Rows from a dataset:
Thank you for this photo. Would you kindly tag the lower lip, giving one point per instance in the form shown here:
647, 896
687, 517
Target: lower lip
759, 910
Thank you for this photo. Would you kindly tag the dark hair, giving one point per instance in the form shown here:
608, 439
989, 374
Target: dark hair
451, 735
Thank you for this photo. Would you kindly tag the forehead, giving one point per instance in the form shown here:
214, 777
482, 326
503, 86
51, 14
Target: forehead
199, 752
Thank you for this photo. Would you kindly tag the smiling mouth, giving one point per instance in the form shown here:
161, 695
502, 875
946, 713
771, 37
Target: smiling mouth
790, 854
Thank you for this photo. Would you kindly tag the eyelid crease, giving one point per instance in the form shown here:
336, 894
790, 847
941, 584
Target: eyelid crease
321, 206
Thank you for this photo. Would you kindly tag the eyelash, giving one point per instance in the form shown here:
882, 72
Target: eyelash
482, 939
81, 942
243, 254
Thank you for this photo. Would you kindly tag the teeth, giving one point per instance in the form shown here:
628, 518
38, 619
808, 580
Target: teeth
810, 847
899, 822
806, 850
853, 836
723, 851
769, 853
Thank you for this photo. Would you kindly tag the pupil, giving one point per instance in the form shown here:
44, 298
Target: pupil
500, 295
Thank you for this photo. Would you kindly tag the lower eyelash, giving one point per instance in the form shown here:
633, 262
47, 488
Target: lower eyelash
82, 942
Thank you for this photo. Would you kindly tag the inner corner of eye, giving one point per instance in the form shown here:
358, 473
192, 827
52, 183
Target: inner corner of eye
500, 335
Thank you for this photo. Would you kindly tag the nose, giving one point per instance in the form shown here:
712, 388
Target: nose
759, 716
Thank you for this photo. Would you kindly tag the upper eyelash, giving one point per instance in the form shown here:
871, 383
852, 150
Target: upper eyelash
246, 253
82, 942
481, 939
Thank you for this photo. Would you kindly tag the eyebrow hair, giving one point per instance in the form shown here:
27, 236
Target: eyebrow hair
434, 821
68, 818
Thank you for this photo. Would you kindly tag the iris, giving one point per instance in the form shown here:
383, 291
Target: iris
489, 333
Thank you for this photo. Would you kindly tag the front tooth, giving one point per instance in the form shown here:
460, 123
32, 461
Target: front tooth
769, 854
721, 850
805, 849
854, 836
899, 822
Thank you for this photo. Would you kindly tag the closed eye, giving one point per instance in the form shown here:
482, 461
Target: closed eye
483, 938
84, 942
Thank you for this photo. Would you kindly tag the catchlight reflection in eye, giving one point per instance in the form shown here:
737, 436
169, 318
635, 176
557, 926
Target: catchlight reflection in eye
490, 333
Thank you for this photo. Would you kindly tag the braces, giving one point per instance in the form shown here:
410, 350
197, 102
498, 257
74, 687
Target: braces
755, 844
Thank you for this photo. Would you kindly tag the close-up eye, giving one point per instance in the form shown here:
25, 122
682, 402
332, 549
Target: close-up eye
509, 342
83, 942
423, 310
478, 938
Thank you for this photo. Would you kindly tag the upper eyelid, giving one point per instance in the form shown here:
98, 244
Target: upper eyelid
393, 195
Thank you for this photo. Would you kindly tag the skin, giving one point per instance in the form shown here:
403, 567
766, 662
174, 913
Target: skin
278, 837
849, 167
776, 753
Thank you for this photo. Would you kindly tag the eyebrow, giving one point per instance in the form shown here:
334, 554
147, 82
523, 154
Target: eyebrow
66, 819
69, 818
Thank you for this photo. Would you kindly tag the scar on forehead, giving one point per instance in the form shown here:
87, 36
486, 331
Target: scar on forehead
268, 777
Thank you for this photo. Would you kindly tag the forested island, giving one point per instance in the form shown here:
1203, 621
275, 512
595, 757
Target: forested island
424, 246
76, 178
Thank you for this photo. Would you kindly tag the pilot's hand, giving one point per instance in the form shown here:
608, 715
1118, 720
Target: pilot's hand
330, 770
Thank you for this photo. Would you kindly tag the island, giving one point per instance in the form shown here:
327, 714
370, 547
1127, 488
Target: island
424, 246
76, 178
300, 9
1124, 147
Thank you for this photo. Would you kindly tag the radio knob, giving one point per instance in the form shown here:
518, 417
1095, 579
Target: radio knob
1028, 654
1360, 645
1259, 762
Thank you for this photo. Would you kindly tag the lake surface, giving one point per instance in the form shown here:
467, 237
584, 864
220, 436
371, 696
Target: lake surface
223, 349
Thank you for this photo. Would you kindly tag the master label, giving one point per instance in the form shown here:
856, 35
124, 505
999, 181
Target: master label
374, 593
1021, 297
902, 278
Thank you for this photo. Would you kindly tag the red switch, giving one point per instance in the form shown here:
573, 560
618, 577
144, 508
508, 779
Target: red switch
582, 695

Your task ▸ Repeat only the stretch of lines that opens with the line containing "Thank you for this photo. Would you kindly tag the radio" and closes with the final line of the entries, both included, exactly as written.

Answer to this exercise ▸
Thank you for this photo. Would you kindly tag the radio knob, giving one point per instance in the form shown here:
518, 417
1095, 579
Target: radio knob
1028, 654
1360, 645
1259, 762
Thank you for this photo. Would you kindly tag the lake surface, giving one point per instance in the form shown here:
467, 237
584, 864
220, 436
371, 696
Target: lake surface
223, 349
Thank you for this photo. Would you kindly tag the master label, giving one point per instance in the form shown here:
856, 35
124, 505
999, 181
Target: master label
374, 593
1021, 297
902, 278
Thank you for this photo. Would you kindly tag the red switch, giving one point per instance in the form shown here:
573, 560
618, 577
144, 508
508, 779
Target: red switch
582, 695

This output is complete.